# Fragmento de página

-=-=-=-=-

Pero los beneficios del disfrute estético también van en la otra dirección, ya que la belleza (especialmente la belleza natural) puede infundir esperanza en los grupos oprimidos. En su novedad, garantiza la posibilidad de lo que Gooding-Williams describe como “un futuro diferente al pasado, un futuro que no es simplemente una recurrencia de la misma vieja fealdad”. Así, puede funcionar como un antídoto frente a la enfermedad de la “desesperanza pesimista”, una condición especialmente repudiada por Du Bois. “El pesimismo es cobardía”, escribió en su libro de 1920 Aguas Oscuras: Voces Desde Detrás del Velo.
“El hombre que no puede reconocer francamente el coche de ‘Jim Crow’ como un hecho y, sin embargo, vivir y tener esperanza, simplemente tiene miedo de sí mismo o del mundo. No existe en el mundo una negación más vergonzosa de la hermandad humana que el coche de ‘Jim Crow’ en el sur de los Estados Unidos; pero, también, tan cierto es que no hay nada más hermoso en el universo que el atardecer y el brillo lunar en Montego Bay, en la lejana Jamaica. Y ambas cosas son ciertas, y ambas pertenecen a este nuestro mundo, y ninguna puede ser negada”. La deslumbrante vista natural nos recuerda que no necesitamos reconciliarnos con las injusticias no naturales.

-=-=-=-=-

# Material proporcionado
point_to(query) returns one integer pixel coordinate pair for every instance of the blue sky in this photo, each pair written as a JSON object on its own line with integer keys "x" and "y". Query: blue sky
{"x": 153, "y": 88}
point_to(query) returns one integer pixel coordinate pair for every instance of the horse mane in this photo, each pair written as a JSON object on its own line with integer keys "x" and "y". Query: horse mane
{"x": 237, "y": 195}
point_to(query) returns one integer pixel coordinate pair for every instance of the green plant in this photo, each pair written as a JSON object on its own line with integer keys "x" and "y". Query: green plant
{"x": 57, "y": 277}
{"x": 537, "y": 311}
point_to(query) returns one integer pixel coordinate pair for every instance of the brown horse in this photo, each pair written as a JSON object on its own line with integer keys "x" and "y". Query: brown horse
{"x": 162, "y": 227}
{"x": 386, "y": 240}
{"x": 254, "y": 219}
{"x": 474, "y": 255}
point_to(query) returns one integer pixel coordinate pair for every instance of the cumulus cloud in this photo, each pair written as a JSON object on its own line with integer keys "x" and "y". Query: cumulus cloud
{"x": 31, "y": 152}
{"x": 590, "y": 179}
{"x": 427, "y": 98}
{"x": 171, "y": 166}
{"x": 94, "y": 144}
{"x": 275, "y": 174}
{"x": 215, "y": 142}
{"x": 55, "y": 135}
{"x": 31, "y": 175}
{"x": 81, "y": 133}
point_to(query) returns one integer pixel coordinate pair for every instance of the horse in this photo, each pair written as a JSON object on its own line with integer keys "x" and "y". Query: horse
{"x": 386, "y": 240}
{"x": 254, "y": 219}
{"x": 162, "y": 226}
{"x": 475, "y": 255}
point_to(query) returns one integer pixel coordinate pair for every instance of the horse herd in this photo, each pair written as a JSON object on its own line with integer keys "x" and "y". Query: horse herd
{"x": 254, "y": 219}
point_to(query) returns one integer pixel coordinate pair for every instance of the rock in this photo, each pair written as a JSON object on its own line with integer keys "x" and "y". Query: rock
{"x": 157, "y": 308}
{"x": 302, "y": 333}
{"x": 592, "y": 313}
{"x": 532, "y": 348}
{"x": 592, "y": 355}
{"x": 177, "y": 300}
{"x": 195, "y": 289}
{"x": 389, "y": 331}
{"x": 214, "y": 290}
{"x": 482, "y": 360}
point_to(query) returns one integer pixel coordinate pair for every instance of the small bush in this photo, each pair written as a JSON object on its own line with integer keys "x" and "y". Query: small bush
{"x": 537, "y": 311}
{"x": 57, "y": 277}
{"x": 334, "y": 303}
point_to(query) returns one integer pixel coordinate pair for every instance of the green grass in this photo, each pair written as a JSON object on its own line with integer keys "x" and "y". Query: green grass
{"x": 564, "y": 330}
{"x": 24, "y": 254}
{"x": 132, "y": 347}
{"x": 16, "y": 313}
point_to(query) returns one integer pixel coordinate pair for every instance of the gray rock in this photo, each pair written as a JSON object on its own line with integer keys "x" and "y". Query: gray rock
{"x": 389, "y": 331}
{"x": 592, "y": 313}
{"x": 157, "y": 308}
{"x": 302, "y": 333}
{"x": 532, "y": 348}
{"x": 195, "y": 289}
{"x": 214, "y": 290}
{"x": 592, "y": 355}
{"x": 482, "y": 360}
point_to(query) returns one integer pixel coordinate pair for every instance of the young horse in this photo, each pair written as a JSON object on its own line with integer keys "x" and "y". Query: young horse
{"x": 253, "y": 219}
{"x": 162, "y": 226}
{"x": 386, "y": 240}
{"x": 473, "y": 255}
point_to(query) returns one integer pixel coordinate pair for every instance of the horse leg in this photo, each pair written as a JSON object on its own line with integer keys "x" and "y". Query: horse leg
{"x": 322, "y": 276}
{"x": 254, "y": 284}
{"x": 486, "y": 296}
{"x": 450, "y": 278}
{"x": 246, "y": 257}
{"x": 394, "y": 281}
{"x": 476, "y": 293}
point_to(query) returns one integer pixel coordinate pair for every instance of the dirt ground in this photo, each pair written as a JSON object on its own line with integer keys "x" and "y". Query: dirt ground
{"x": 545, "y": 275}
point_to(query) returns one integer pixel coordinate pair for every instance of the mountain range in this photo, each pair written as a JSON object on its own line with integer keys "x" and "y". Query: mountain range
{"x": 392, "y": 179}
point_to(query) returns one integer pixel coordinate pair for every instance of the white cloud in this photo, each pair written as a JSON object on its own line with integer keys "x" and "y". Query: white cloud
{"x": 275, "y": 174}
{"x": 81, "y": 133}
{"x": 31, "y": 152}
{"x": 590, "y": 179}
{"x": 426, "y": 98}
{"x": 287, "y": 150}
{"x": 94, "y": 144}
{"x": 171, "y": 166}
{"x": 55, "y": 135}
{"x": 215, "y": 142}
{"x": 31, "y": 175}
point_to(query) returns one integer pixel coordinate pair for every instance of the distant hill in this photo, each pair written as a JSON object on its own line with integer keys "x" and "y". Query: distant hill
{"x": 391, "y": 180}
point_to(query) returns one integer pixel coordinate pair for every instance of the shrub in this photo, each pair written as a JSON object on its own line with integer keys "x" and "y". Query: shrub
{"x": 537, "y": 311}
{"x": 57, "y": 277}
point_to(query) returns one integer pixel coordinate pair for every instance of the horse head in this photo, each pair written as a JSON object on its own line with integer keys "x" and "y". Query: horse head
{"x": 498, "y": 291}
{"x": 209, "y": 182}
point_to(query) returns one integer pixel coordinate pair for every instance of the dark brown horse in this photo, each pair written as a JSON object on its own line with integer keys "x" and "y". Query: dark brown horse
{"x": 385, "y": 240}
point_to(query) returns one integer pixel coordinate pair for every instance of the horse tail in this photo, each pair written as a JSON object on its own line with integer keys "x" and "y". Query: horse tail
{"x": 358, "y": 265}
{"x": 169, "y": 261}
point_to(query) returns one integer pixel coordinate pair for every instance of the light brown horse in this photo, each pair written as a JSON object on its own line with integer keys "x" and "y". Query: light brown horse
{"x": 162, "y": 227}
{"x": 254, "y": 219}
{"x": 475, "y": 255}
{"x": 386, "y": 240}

-=-=-=-=-

# Tarea A
Copia del texto sobre la belleza y la esperanza la parte entre "Pero los beneficios" y "Detrás del Velo.", ambos incluidos, y sustituye "antídoto" por "remedio".
# Tarea B
Sigue escribiendo el texto sobre la belleza y la esperanza a partir de su última oración.

# Tu respuesta A
Pero los beneficios del disfrute estético también van en la otra dirección, ya que la belleza (especialmente la belleza natural) puede infundir esperanza en los grupos oprimidos. En su novedad, garantiza la posibilidad de lo que Gooding-Williams describe como “un futuro diferente al pasado, un futuro que no es simplemente una recurrencia de la misma vieja fealdad”. Así, puede funcionar como un remedio frente a la enfermedad de la “desesperanza pesimista”, una condición especialmente repudiada por Du Bois. “El pesimismo es cobardía”, escribió en su libro de 1920 Aguas Oscuras: Voces Desde Detrás del Velo.

# Tu respuesta B
Por supuesto, hay muchas objeciones posibles a las ideas de Du Bois, y Gooding-Williams no puede responderlas todas en detalle. En general, está más interesado en la exégesis que en la evaluación. ¿Tiene razón Du Bois sobre la belleza, sobre la democracia o, en este caso, sobre la supremacía blanca? ¿Qué ocurre con los filósofos más recientes que sostienen que el racismo no es “un hábito mental vicioso”, sino una consecuencia de arreglos institucionales injustos? “Democracia y Belleza” no defiende la concepción de supremacía blanca de Du Bois frente a interpretaciones rivales, y no satisfará ni convencerá a quienes están comprometidos con enfoques más estructurales. Sin embargo, la paciencia y el cuidado con los que Gooding-Williams explica la posición de Du Bois impresionarán, aunque posiblemente no persuadan, a sus críticos.
Sin embargo, si la belleza es lo que nos sacude de nuestros hábitos de pensamiento, entonces “Democracia y Belleza”, pese a todas sus virtudes intelectuales y estilísticas, nunca estuvo destinada a cambiar muchas mentes. En su mérito, el texto no está plagado de jerga ni se entrega a la moda trivial que desmerece tantos trabajos académicos contemporáneos, y aborda una pregunta de relevancia perdurable. Pero no se puede negar que el lenguaje de Gooding-Williams es sencillo y que las ideas que elabora son complejas. Y aunque a veces aplica las teorías de Du Bois a asuntos contemporáneos -por ejemplo, con breves incursiones en el arte actual sobre la vida negra-, en gran medida deja este ejercicio de relevancia al lector.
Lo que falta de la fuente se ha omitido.